## DATA RECORDS

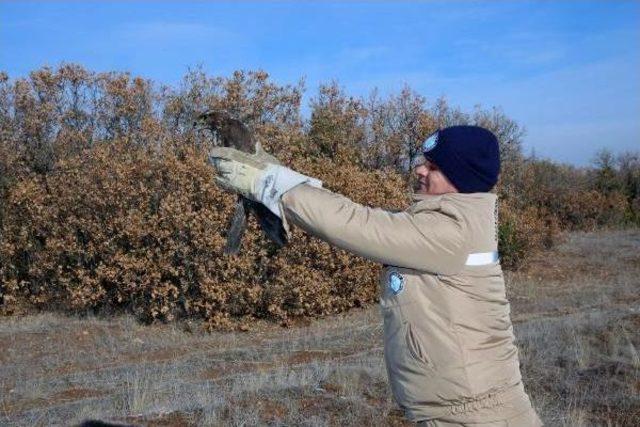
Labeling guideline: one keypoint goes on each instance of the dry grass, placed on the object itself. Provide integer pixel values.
(577, 316)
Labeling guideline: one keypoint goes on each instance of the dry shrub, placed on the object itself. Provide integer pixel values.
(522, 232)
(123, 227)
(107, 201)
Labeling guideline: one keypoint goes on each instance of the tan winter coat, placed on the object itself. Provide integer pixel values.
(449, 343)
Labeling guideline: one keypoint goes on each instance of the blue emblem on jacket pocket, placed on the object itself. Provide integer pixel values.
(395, 282)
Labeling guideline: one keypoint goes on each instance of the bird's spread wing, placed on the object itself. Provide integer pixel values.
(237, 226)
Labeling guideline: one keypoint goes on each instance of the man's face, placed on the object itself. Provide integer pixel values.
(431, 180)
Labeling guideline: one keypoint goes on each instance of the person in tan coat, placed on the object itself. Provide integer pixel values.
(448, 339)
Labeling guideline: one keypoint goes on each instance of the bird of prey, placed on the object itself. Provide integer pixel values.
(233, 133)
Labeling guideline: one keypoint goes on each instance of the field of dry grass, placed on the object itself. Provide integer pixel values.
(576, 312)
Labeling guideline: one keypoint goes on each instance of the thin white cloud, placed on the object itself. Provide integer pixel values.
(172, 32)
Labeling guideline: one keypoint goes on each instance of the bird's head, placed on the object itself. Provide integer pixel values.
(213, 120)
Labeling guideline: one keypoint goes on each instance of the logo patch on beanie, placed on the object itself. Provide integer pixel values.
(430, 143)
(395, 282)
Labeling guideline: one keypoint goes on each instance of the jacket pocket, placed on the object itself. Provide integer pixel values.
(415, 347)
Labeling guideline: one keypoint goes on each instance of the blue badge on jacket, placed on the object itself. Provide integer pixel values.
(396, 282)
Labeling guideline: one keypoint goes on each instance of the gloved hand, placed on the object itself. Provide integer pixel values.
(256, 176)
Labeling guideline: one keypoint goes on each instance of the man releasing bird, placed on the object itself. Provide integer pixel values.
(234, 134)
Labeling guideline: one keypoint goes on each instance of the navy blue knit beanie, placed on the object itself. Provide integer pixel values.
(467, 155)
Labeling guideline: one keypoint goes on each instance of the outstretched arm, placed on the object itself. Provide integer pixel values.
(425, 240)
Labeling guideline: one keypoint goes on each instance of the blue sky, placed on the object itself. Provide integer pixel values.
(569, 72)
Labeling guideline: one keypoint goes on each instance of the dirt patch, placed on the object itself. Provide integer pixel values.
(64, 396)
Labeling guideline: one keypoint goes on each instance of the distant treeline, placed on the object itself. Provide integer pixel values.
(107, 201)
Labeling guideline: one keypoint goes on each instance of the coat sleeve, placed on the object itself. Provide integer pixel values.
(425, 240)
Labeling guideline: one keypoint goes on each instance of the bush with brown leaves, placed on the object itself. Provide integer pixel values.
(107, 202)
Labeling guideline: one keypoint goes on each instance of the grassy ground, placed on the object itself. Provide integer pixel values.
(576, 312)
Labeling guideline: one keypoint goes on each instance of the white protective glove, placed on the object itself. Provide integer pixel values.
(256, 176)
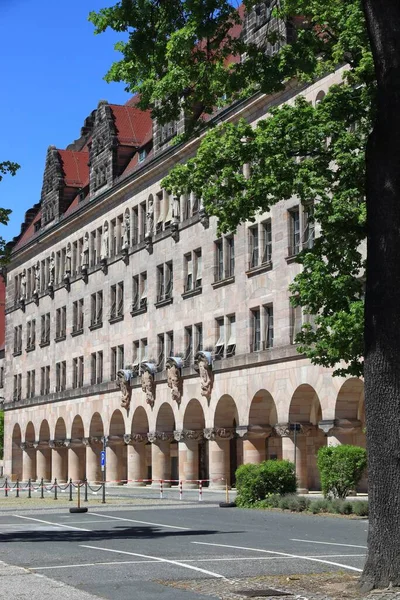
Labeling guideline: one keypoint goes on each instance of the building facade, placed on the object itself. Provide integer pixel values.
(130, 323)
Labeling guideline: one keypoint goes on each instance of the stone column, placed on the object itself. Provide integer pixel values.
(219, 455)
(161, 457)
(93, 472)
(188, 456)
(136, 456)
(28, 461)
(254, 442)
(298, 453)
(57, 460)
(42, 463)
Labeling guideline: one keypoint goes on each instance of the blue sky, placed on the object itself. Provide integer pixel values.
(52, 78)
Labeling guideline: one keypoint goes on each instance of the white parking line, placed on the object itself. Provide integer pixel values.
(51, 523)
(328, 562)
(184, 560)
(158, 559)
(142, 522)
(327, 543)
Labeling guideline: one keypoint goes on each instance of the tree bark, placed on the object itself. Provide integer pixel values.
(382, 304)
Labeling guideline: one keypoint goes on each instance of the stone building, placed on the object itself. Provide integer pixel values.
(130, 323)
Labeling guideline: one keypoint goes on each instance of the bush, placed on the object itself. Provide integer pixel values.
(340, 469)
(257, 482)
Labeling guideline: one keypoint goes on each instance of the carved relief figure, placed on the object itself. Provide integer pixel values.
(85, 251)
(104, 242)
(68, 259)
(174, 381)
(148, 386)
(124, 384)
(150, 217)
(126, 231)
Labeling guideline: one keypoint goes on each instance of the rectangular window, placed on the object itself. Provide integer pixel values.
(269, 326)
(267, 242)
(294, 231)
(254, 247)
(220, 343)
(256, 330)
(231, 336)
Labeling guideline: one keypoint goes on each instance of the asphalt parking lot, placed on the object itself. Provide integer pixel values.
(110, 552)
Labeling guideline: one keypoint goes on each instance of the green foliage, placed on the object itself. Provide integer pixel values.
(175, 57)
(256, 482)
(1, 433)
(340, 468)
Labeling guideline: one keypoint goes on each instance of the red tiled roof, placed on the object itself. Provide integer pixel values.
(75, 167)
(133, 125)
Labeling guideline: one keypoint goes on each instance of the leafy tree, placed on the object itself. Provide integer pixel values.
(342, 153)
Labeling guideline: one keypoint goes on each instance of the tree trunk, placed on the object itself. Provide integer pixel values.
(382, 304)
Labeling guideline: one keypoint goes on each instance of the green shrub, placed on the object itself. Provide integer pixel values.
(340, 469)
(257, 482)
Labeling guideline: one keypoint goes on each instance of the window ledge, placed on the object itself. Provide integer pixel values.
(259, 269)
(116, 319)
(77, 332)
(139, 311)
(164, 302)
(193, 292)
(222, 282)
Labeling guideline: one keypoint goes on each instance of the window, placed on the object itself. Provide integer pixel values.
(30, 384)
(296, 322)
(231, 336)
(294, 232)
(45, 380)
(61, 322)
(117, 300)
(77, 316)
(164, 282)
(96, 309)
(256, 330)
(18, 339)
(17, 391)
(224, 258)
(96, 368)
(31, 334)
(61, 376)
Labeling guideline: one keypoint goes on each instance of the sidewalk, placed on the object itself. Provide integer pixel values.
(22, 584)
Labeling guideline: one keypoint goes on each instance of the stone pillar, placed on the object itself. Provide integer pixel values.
(136, 456)
(188, 456)
(58, 470)
(93, 472)
(219, 456)
(296, 453)
(161, 457)
(28, 461)
(42, 464)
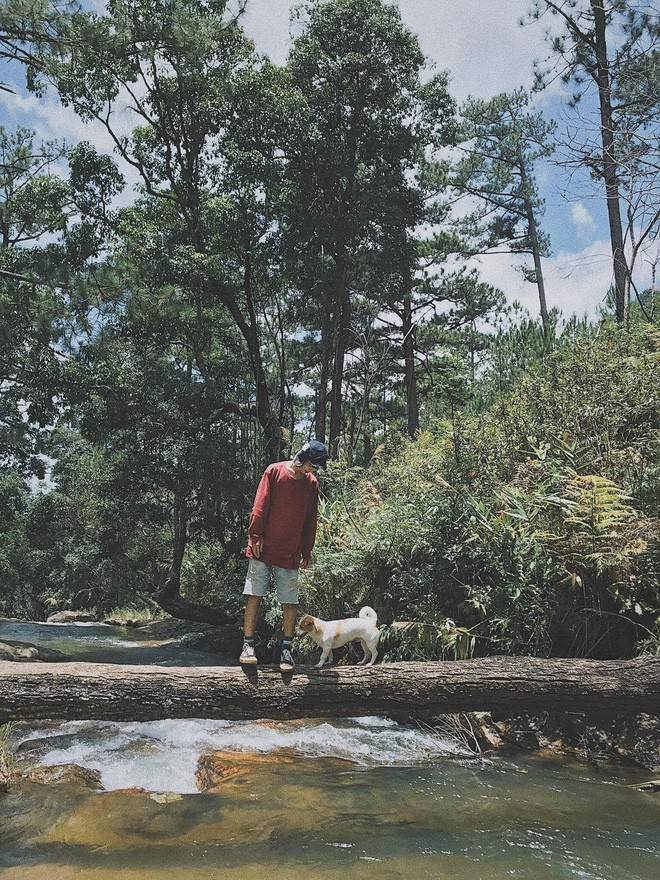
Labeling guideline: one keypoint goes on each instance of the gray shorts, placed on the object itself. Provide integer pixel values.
(258, 580)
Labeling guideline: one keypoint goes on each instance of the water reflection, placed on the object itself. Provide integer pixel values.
(361, 799)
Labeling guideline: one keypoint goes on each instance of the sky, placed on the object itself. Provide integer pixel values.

## PROBLEM STATEMENT
Word for word, restate the records shown above, minus the pictures.

## RESULT BELOW
Labeling guideline: one keypoint goes on each instance of the dry grass, placed on the object itself. Provide integer pixel values.
(577, 316)
Labeling guideline: one keypoint goes on each instance of the dry shrub, placed on the object itself. Provide integer pixel values.
(522, 232)
(123, 227)
(107, 201)
Labeling guideline: one keypoint goes on each instance of the tan winter coat, placed on the object itself. Provide integer pixel values.
(449, 343)
Labeling guideline: one keypoint goes on each instance of the blue emblem on jacket pocket, placed on the object itself. Provide integer pixel values.
(395, 282)
Labeling guideline: one keypoint goes on each instance of the bird's spread wing, placed on the object itself. Provide integer pixel values.
(237, 226)
Labeling guideline: one keypoint goes on each instance of the man's face, placed on the object itself. Provide integer pixel values.
(431, 180)
Labeling guideline: one keypoint goes on each instance of the person in tan coat, placed on the object itself. Provide integer pixel values.
(448, 339)
Labeling guideline: one keypoint goes on each instance of the bird of prey, placed on the object itself. Provide integer pixel values.
(233, 133)
Labeling guideline: one keypoint goes on each instance of the field of dry grass, placed on the object itself. Provide integer pixel values.
(576, 312)
Labeling guideline: one keypoint goes on each instance of the thin white cloud, placed on the object itself. Provide integer pixel values.
(172, 32)
Labeling guideline: one keypoint goes on each instance of the bird's head, placed on the object itself. Provide integer pixel values.
(213, 120)
Labeling guideline: one keypoint goes on each instance of the logo patch on beanie, placed on the object itself. Provide integer pixel values.
(430, 143)
(395, 282)
Labeling guideline: one keypoint goes on each instance of the jacket pocket, placed on the object itself. Provide integer pixel values.
(415, 347)
Labeling guideline: one keypoint goes on each instance of the blue badge on jacket, placed on the object itself. Provide integer pixel values.
(396, 282)
Labeling guideline: one keypoint goes on each instance of the gloved hand, placed on the object itself. Provide integer pixel values.
(256, 176)
Labeling guideline: one keypoint goes on each instance of the man releasing bird, placed on the object itself. Provide integer pixel values.
(234, 134)
Labeling guideline: one keypoint goes on each instance of the navy blue knit beanie, placed on the object itself. Provide integer pixel values.
(467, 155)
Labeling guideline: one keypoint goes on each instance of the outstretched arm, placed on the object itself. Provide integer pixel values.
(425, 240)
Labeling guideline: one keypoint goes on each instance of the blue sky, placed on the object itself. Provide integer pixel values.
(569, 72)
Labeling guideline: one keypoint goes on each instance of the dirt patch, placed on the object itself. Provide integer pixel values.
(64, 396)
Labeling guideline: one keypoint goes on each instance of the distant treeline, placed on the object itself. Provide integer pixel values.
(107, 201)
Labeling guideline: one keypoint goes on each instance of the coat sleeve, placed on the object itself. Provide integer pixel values.
(425, 240)
Labeling guideline: one keypoint goes on each instance of the bush with brown leaves, placed on the object itself. Provide integer pixel values.
(107, 202)
Labeling guideline: one keypoint goes on each instance of the grassy ground, placed on the object itself. Provide integer pixel values.
(576, 312)
Labeling guideline: one keypoint goes on each instance of the white protective glove, placed on the object itself. Provide integer pixel values.
(256, 176)
Labeling guideline: one keypoint goes on each instance of the building facade, placed on the object itself. Provide integer pixel values.
(130, 323)
Labeling guideline: one keypoint goes on each instance of the stone column, placed on the object itself. Provide integer pixel values.
(219, 455)
(161, 457)
(93, 472)
(188, 456)
(136, 456)
(28, 461)
(254, 442)
(298, 453)
(57, 460)
(42, 463)
Labeling guideline: one keypoint goes on each instance of the blue sky, placed on the object itself. Provide integer pixel values.
(52, 78)
Labeling guideline: one keypoint goes on each instance of the white parking line, placed on the object itself. Provide integer pixel values.
(51, 523)
(328, 562)
(184, 560)
(158, 559)
(142, 522)
(327, 543)
Labeling guideline: one keypoint goes on each instance of the tree bark, placed on the object itself. Provide integer pixel values.
(382, 304)
Labeling guideline: one keypoint goes on each instance of the stone building, placed on the object itself. Provide integer pixel values.
(130, 323)
Labeling guideline: one keypoint goes on each instance of the bush, placed on the object itself. Provide integer pixel values.
(340, 469)
(257, 482)
Labeling guideline: one keypoint goes on each instance of the carved relief figure, placed on the object itself. Provide integer pixel values.
(85, 251)
(104, 242)
(68, 259)
(174, 381)
(148, 386)
(124, 384)
(150, 217)
(126, 231)
Labeling guideline: one keypoint goes on each instance of the rectangular window, placed on the object itself. Provide integer pixel values.
(269, 326)
(267, 242)
(294, 231)
(254, 247)
(220, 343)
(256, 330)
(231, 336)
Labeling guideline: one keypoint goes on each instance of the asphalt parking lot, placed on the object itself. Provide integer pixel values.
(110, 552)
Labeling guideline: one keypoint goes on each instance of the green foliage, placed on the object itself. Provide integer pixel values.
(175, 57)
(256, 482)
(1, 433)
(340, 468)
Labeling guideline: one keypoint goes on each instance of the red tiled roof, placed on the object itself. Provide integer pixel values.
(75, 167)
(133, 125)
Labeling guideline: one keypoint goes on each instance of the leafy tree, placed on the object itself. Provide integer pixel values.
(342, 153)
Labeling guideline: one keypoint goes on each instance of the tree trunk, placed on the object itself. Provide integer pixel values.
(382, 304)
Labeling guideline: one keypoint goes on each instance of the green shrub, placed on the object itself. Provide integer pixel values.
(340, 469)
(257, 482)
Labeling guideline: one keypoint goes on each instance of the window ledge, placed on the object itself. Provide integer pixel values.
(259, 269)
(116, 319)
(77, 332)
(139, 311)
(164, 302)
(193, 292)
(222, 282)
Labeling guideline: one keypoint goes on each instance of the window, placed on the object itself. Provide integer pixel values.
(30, 384)
(296, 322)
(231, 336)
(294, 232)
(45, 380)
(61, 322)
(117, 300)
(77, 316)
(164, 282)
(96, 309)
(256, 330)
(18, 339)
(17, 391)
(224, 258)
(96, 368)
(31, 334)
(61, 376)
Labeling guideline: one keypoint goes on each instance of the sidewalk, placed on the object itself. Provide integer pixel values.
(22, 584)
Labeling guideline: one keypoint goes on each instance of the stone pillar, placed on the object itself. Provide integer pixel values.
(136, 456)
(188, 456)
(58, 470)
(93, 472)
(219, 456)
(296, 453)
(161, 457)
(28, 461)
(42, 464)
Labeling guideline: one keypoint goes on each instance of the gray shorts, placed on the object itself. Provide integer pixel values.
(258, 580)
Labeling guideline: one keypoint goes on each instance of the water reflection, placed on the object itself. Provide integer pixel values.
(361, 799)
Labeling guideline: one keypoint goes on each instance of the sky, placed on the object itself. Provide integer pixel values.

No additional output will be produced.